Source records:
== Segment start ==
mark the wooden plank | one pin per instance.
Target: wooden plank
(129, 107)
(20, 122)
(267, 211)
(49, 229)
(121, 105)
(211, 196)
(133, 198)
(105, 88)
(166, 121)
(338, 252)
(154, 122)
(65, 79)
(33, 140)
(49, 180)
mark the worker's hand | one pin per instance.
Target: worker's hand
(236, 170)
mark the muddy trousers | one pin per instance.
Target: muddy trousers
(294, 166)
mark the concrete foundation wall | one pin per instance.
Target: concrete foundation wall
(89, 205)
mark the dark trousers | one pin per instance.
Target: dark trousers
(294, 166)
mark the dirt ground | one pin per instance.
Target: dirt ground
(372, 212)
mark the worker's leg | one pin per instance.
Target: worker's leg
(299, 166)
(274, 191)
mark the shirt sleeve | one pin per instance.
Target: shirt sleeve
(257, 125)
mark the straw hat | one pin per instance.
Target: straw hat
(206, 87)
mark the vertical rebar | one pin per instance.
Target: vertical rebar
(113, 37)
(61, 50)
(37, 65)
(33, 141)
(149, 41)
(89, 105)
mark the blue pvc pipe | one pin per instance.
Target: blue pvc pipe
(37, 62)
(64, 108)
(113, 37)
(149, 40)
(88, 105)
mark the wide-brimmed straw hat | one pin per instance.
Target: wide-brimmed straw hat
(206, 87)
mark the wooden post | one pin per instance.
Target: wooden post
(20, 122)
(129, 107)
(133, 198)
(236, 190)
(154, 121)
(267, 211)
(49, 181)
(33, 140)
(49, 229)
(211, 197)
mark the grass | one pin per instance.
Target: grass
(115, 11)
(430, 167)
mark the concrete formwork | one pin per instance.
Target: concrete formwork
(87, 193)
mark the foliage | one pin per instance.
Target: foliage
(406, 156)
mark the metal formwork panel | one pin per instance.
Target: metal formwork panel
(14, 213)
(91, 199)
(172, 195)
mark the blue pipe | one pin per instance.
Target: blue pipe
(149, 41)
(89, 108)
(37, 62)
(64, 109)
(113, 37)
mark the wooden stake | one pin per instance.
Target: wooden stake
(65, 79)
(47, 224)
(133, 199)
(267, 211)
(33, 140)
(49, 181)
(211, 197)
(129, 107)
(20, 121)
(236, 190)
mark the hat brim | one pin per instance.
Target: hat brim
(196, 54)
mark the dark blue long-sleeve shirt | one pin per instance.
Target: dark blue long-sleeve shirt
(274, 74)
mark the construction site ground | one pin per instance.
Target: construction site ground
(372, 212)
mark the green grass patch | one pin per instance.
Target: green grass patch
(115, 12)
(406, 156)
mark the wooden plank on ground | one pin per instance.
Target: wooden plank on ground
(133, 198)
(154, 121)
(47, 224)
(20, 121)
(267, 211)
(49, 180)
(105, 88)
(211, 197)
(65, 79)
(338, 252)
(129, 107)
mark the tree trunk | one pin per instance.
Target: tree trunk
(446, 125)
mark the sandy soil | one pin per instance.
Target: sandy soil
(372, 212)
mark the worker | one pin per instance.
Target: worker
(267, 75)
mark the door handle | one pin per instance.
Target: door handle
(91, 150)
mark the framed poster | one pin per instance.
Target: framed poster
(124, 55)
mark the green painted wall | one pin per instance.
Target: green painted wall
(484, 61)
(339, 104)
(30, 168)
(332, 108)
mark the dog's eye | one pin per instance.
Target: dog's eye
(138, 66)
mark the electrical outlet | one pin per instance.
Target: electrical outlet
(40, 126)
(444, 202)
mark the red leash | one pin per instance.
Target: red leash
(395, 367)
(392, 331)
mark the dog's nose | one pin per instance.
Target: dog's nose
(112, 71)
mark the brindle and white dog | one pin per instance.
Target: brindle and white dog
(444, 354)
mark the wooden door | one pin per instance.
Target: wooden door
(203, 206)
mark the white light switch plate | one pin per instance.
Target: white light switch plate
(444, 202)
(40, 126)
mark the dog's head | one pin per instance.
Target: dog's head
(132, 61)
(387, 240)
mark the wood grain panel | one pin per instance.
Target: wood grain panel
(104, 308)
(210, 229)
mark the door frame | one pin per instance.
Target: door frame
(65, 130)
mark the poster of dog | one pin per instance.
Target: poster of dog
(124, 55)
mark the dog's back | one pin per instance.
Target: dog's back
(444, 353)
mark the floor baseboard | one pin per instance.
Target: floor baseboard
== Segment end ==
### Work instruction
All that is wanted is an exact copy of the lines above from the one with "mark the metal" through the one with "mark the wooden plank on", with both ends included.

### Reply
mark the metal formwork panel | one pin per instance.
Target: metal formwork panel
(14, 213)
(91, 199)
(172, 195)
mark the blue pipe | one pin per instance.
Target: blue pipe
(149, 41)
(89, 108)
(37, 62)
(64, 109)
(113, 37)
mark the wooden stake | one pin per instance.
Target: wooden stake
(65, 79)
(47, 224)
(133, 199)
(267, 211)
(33, 140)
(49, 181)
(211, 197)
(129, 107)
(20, 121)
(236, 190)
mark the hat brim | one pin per instance.
Target: hat brim
(196, 54)
mark the dark blue long-sleeve shirt | one pin per instance.
Target: dark blue long-sleeve shirt
(274, 74)
mark the construction site ground | one pin per instance.
Target: construction site ground
(372, 212)
mark the green grass patch | one pin per instance.
Target: green grass patch
(115, 12)
(406, 156)
mark the wooden plank on ground | one pin per instance.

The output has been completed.